- _WHAT YOU WILL DO_: What are the lines from the one with "Write x and" through the end of the records below, written out exactly and without the pictures?

- _SOURCE RECORDS_:
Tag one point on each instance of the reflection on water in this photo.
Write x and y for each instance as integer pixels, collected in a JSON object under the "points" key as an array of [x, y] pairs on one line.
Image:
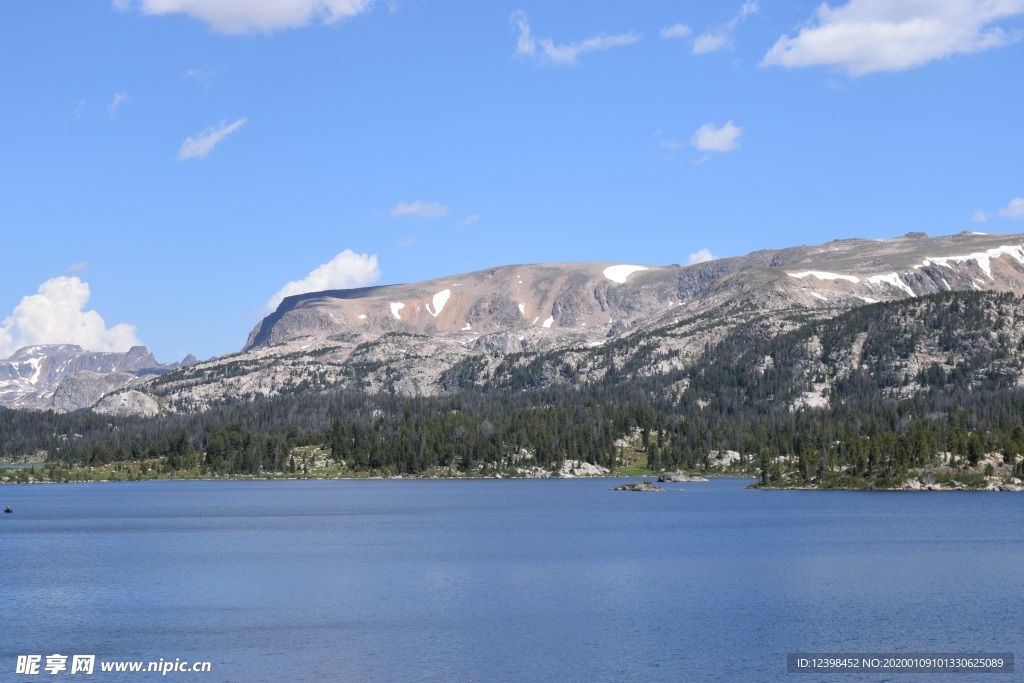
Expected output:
{"points": [[495, 581]]}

- _ANSWER TO THIS TASK_:
Write x and y for each instance as integer pixels, collected in a JSON object under the "points" key as an array of [x, y] pairs on one line.
Image:
Expected output:
{"points": [[495, 581]]}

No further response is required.